Starting with the line containing "blue lanyard, each" and continuing through the end of the records, reproduce those lines, requests included. Multiply every point coordinate in the answers by 1.3 and round each to a whole number, rounding halves up.

SUPPLIED MATERIAL:
══════════
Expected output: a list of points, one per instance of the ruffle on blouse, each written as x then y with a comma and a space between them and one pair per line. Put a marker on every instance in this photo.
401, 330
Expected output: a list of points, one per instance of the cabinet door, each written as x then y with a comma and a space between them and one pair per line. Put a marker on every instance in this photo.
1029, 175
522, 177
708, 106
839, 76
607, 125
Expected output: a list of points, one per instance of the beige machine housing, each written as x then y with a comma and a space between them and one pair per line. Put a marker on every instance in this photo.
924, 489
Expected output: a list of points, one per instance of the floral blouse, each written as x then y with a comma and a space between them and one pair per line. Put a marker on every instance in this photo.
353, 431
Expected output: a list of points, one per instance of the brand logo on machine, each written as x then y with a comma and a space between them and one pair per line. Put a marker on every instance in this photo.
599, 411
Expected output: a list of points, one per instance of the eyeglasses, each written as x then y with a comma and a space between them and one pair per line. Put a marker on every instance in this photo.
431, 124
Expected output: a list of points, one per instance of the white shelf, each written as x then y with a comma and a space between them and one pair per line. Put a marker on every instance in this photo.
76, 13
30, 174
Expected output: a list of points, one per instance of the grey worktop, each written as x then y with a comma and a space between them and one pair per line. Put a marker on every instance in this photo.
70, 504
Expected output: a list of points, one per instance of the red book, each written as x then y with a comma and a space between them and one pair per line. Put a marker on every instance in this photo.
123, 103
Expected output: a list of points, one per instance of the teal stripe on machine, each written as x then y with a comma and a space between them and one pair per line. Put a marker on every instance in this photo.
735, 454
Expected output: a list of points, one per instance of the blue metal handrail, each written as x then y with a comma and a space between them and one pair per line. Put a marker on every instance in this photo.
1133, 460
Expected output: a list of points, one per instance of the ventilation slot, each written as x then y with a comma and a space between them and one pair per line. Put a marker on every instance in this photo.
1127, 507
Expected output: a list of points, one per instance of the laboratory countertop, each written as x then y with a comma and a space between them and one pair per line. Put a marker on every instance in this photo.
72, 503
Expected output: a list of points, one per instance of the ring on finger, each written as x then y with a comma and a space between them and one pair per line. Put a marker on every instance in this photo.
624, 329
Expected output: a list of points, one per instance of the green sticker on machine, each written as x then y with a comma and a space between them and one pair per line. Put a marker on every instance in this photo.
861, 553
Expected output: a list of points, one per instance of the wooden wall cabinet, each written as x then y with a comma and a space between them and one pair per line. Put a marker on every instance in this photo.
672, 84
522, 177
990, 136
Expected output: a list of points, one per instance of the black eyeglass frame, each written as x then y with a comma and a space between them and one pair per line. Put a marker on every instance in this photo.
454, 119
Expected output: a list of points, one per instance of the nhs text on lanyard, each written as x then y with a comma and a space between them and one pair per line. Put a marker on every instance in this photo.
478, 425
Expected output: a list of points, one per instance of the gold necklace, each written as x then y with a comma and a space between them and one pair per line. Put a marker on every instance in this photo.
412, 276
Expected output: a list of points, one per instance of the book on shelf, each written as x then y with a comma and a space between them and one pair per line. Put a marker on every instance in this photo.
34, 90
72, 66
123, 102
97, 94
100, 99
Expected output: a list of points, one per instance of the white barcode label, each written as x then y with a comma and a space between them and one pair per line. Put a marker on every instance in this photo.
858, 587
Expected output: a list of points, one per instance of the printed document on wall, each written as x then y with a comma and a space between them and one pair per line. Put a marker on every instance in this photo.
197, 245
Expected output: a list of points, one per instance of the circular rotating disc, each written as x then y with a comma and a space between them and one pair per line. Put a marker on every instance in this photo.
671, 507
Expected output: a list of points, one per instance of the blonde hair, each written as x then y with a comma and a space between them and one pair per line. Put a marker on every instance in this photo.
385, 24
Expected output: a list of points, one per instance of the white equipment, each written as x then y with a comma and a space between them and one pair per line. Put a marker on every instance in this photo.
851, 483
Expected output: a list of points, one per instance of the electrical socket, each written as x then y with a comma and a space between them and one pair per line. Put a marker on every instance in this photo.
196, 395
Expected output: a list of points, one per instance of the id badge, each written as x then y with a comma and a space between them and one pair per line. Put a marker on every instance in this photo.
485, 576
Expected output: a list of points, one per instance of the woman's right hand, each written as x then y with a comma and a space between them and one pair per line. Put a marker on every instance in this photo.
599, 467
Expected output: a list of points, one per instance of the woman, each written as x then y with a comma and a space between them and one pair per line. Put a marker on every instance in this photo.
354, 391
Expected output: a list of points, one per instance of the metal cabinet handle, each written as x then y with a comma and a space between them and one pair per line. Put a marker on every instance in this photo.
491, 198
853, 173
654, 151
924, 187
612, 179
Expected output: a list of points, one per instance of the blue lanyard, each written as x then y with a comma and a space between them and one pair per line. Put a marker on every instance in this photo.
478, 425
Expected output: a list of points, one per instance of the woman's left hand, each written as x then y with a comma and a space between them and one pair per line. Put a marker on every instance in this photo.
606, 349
══════════
EXERCISE ANSWER:
Expected output: a list of points, one per instance of the blue lanyard, each written as x then y with a comma and a space between them and one pair per line. Put a marker on every instance in this photo.
621, 553
Expected output: a list of points, one per instance of the woman's left hand, each written as x then y with a comma and a space between them and one pair per line. Put a marker on every instance in this photo.
788, 454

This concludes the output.